### YOUR INSTRUCTIONS
From the line below that contains "for the eyeglasses." to the line that contains "the crosswalk stripe.", repeat every line exactly, both ends included, and nothing else.

---------- LISTED RECORDS ----------

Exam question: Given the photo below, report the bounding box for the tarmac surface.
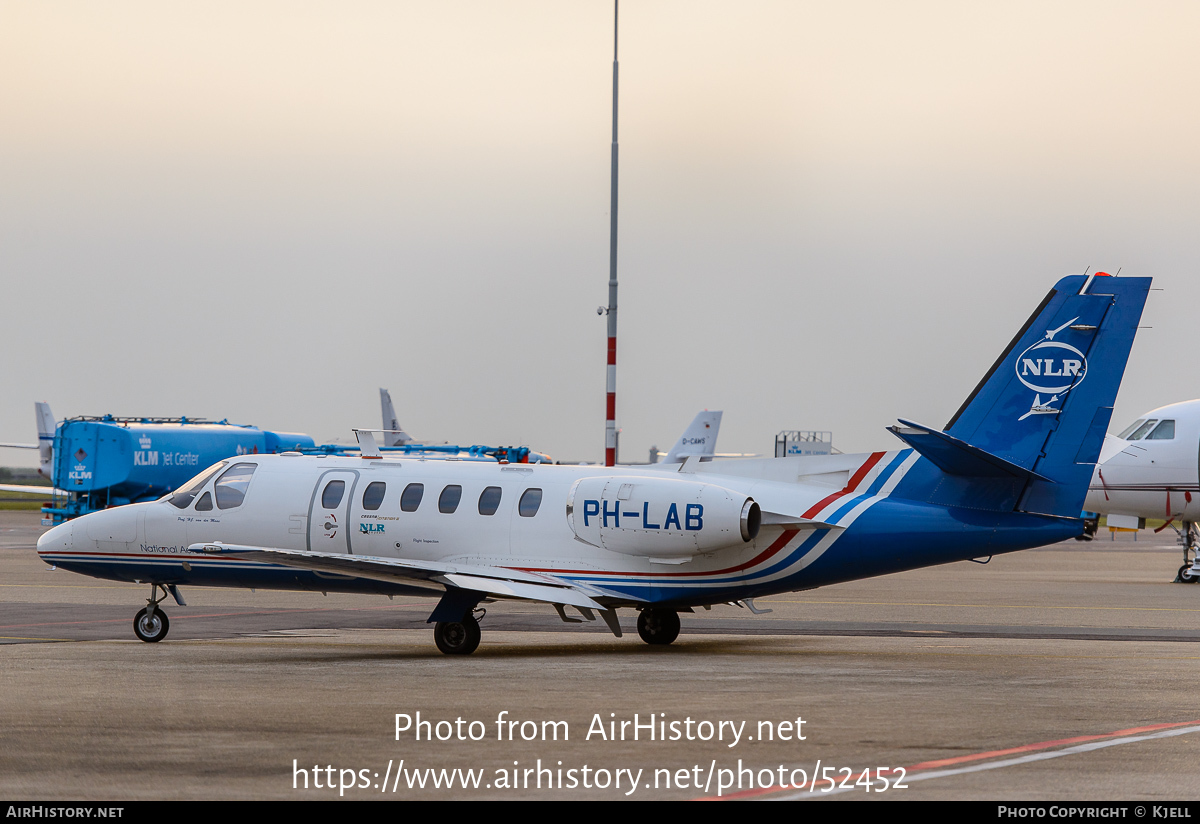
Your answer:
[2,510,1199,801]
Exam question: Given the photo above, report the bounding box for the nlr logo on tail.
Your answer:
[1018,339,1087,394]
[1014,317,1090,421]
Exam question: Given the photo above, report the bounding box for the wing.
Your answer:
[188,542,642,611]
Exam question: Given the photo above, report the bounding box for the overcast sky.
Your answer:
[2,1,1197,467]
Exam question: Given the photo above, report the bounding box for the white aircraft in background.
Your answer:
[646,410,761,464]
[35,274,1151,654]
[1082,400,1200,582]
[379,388,415,447]
[0,402,64,495]
[656,410,722,464]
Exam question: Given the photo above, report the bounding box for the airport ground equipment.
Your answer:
[41,416,317,521]
[775,431,835,457]
[29,414,549,523]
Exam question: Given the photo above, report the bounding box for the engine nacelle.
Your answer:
[567,475,760,560]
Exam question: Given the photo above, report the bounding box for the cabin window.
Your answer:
[478,486,502,515]
[401,483,424,512]
[166,461,226,509]
[362,481,386,511]
[214,463,257,509]
[1127,419,1159,441]
[518,488,543,517]
[439,485,462,514]
[195,492,212,512]
[1147,419,1176,440]
[321,480,345,509]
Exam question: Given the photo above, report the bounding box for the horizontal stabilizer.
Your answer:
[887,419,1053,483]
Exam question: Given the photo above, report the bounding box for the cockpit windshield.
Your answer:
[165,462,228,509]
[1116,419,1145,439]
[1125,419,1159,441]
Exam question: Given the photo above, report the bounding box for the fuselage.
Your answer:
[38,448,1081,607]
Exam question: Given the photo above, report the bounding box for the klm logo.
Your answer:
[360,523,386,534]
[133,451,159,466]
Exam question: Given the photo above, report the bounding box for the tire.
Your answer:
[1178,564,1198,584]
[434,615,481,655]
[636,609,680,646]
[134,607,170,642]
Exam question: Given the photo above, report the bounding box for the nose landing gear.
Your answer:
[133,583,179,642]
[134,606,169,642]
[1175,522,1199,584]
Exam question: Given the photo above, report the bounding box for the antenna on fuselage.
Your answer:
[604,0,620,467]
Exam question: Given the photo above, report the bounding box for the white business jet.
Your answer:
[1083,400,1200,582]
[36,274,1151,653]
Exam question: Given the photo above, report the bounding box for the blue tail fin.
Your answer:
[899,274,1150,517]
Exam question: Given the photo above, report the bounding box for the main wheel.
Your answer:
[637,609,680,646]
[134,607,170,642]
[434,615,481,655]
[1178,564,1198,584]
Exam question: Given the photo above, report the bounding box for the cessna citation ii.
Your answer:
[36,274,1150,654]
[1083,399,1200,582]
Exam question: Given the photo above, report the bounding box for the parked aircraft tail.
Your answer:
[35,402,55,478]
[661,411,723,464]
[891,273,1151,518]
[379,389,412,447]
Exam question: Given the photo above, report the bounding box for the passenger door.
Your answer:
[307,470,359,554]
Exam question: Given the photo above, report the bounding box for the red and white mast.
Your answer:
[604,0,620,466]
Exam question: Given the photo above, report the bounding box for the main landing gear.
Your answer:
[132,583,185,642]
[636,608,680,646]
[434,615,482,655]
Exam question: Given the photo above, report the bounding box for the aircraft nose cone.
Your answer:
[37,521,73,563]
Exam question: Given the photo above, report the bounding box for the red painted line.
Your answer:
[39,551,258,561]
[707,719,1200,800]
[800,451,885,520]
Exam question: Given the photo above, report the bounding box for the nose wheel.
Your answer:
[133,583,173,642]
[1176,522,1199,584]
[134,606,170,642]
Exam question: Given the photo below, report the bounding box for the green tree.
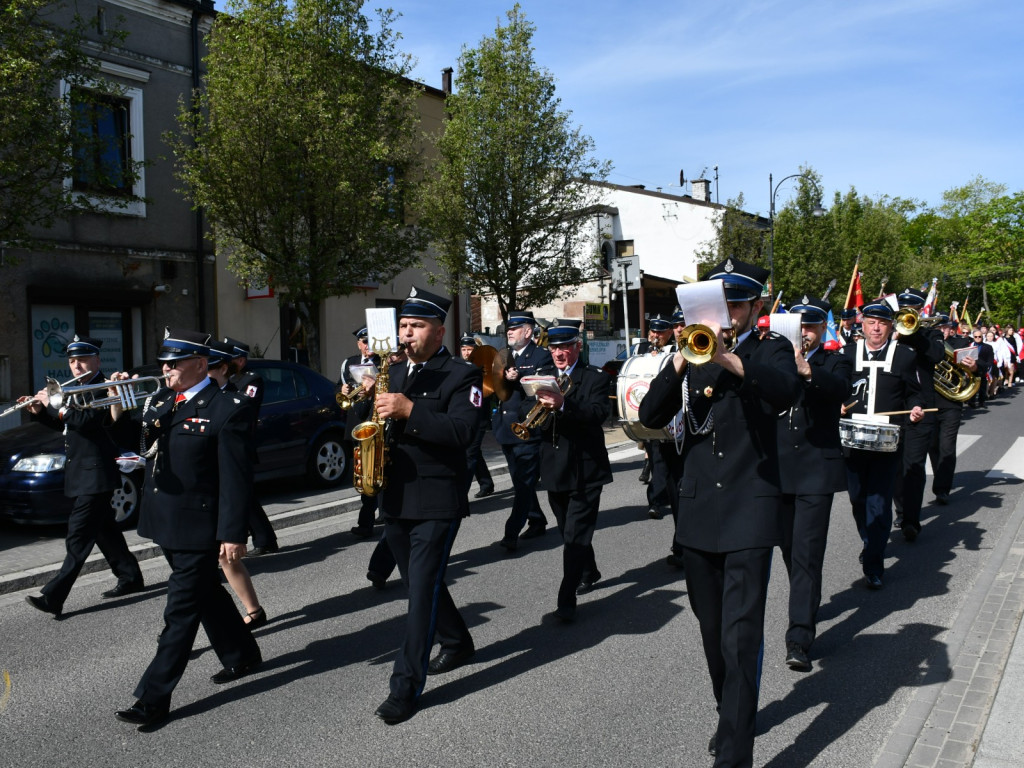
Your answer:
[420,5,610,323]
[0,0,133,252]
[693,192,766,277]
[169,0,425,370]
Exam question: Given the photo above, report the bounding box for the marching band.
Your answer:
[11,271,1016,763]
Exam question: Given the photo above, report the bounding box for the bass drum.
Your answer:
[616,353,685,442]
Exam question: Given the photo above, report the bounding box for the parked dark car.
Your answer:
[0,359,348,528]
[601,347,629,396]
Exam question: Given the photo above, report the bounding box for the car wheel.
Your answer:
[308,432,347,487]
[112,471,142,529]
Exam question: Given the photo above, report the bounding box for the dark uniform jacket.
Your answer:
[842,340,923,426]
[534,363,613,492]
[229,367,263,460]
[492,341,553,444]
[777,348,853,495]
[135,381,253,551]
[379,348,483,521]
[639,332,802,552]
[33,370,121,497]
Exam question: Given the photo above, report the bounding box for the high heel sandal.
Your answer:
[245,606,267,630]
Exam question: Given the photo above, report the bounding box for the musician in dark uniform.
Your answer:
[842,302,924,590]
[639,258,801,766]
[493,310,552,551]
[891,288,945,541]
[339,326,382,538]
[371,286,481,725]
[23,335,144,617]
[112,329,261,730]
[223,337,279,556]
[531,320,612,621]
[777,297,852,672]
[631,313,675,519]
[839,307,859,344]
[928,315,977,504]
[460,334,495,497]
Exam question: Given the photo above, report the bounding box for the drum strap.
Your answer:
[854,339,897,420]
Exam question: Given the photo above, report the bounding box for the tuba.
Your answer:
[934,343,981,403]
[351,339,393,496]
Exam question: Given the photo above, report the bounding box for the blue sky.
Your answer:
[391,0,1023,214]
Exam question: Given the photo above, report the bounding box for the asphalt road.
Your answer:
[0,392,1021,767]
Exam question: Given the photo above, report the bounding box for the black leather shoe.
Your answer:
[495,537,517,552]
[902,524,919,543]
[474,487,494,498]
[102,580,145,599]
[893,514,903,529]
[647,507,663,520]
[666,553,686,569]
[935,493,950,505]
[638,461,651,484]
[858,549,865,565]
[115,700,169,729]
[246,543,279,557]
[708,735,717,757]
[554,605,576,623]
[25,594,62,618]
[350,526,374,539]
[210,654,262,684]
[367,571,388,590]
[520,525,547,540]
[427,647,475,675]
[785,642,812,672]
[866,574,884,590]
[375,695,415,724]
[576,572,602,595]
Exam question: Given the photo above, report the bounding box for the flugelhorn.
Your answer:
[48,374,170,411]
[676,323,717,366]
[0,371,92,418]
[336,387,371,410]
[511,376,571,440]
[894,308,920,336]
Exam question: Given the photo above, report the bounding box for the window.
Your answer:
[72,88,132,194]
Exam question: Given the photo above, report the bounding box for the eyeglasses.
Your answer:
[972,335,982,340]
[163,357,197,369]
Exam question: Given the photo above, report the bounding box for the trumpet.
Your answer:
[49,374,170,411]
[511,376,572,440]
[0,371,92,418]
[336,387,371,410]
[676,323,718,366]
[894,307,919,336]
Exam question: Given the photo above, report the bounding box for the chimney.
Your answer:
[441,67,453,94]
[692,178,711,202]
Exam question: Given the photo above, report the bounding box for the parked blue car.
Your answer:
[0,359,348,528]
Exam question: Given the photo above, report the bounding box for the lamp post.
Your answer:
[768,172,826,293]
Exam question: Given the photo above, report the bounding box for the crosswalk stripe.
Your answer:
[986,436,1024,481]
[925,434,981,476]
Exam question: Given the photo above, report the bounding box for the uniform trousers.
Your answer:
[501,442,546,539]
[383,518,472,703]
[780,493,834,652]
[683,545,773,768]
[356,494,379,530]
[928,405,962,496]
[894,416,936,532]
[42,491,142,608]
[465,421,494,495]
[547,486,602,611]
[367,533,397,580]
[646,441,674,512]
[248,500,278,549]
[134,548,259,707]
[846,449,901,578]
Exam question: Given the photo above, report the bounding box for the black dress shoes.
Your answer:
[427,647,475,675]
[576,571,602,595]
[647,507,662,520]
[25,594,62,618]
[210,654,262,684]
[785,642,812,672]
[246,542,279,557]
[865,574,884,590]
[495,537,518,552]
[102,580,145,599]
[902,524,919,543]
[350,526,374,539]
[665,552,686,569]
[375,695,416,724]
[708,735,718,757]
[115,700,169,730]
[553,605,576,623]
[474,487,494,498]
[366,570,388,590]
[520,525,547,540]
[935,493,950,505]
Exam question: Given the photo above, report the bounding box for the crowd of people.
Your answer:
[16,270,1018,766]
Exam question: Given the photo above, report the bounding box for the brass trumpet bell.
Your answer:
[677,323,717,366]
[895,308,920,336]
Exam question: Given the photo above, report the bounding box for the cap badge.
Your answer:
[409,286,418,297]
[72,334,82,342]
[724,259,734,273]
[802,295,810,304]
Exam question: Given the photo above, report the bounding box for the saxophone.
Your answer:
[351,340,393,496]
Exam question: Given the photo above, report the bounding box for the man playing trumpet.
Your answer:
[23,335,144,618]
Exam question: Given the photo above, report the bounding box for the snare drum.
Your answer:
[839,420,901,452]
[616,354,685,441]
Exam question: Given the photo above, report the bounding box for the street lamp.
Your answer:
[768,172,826,293]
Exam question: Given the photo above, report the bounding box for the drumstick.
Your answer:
[841,399,859,415]
[872,407,939,416]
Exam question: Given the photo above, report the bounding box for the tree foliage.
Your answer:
[693,192,766,277]
[170,0,426,370]
[419,4,610,324]
[0,0,132,252]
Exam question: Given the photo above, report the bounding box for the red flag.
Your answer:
[849,272,864,309]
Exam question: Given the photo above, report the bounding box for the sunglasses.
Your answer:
[163,357,198,369]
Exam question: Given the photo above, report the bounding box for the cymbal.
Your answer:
[469,345,498,398]
[491,348,514,402]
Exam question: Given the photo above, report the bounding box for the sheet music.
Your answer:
[769,313,802,349]
[365,308,397,355]
[675,282,732,329]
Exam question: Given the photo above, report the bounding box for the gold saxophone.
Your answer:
[351,340,393,496]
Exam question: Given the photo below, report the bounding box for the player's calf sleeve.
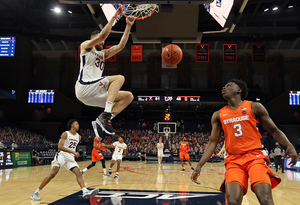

----------

### TASK SOLUTION
Exam question: Given the photo above, report the bounding box for the eyeglasses.
Your answer:
[972,335,982,340]
[163,357,197,369]
Exam question: Given the photo above, report the bounding box for the trumpet.
Your answer:
[49,374,170,411]
[511,376,572,440]
[0,371,92,418]
[336,387,371,410]
[676,323,718,366]
[894,307,919,336]
Exam question: Given the photo above, report the bounding box for the chimney.
Your answer:
[441,67,453,94]
[692,178,711,202]
Exam question: Given the photo above, report the bounding box for the parked blue car.
Your answer:
[0,359,348,528]
Exam question: Given the photo above, report the bounding box for the lamp post.
Your answer:
[768,172,826,293]
Exam question: Given the photo above, report the bounding box for the crosswalk stripe.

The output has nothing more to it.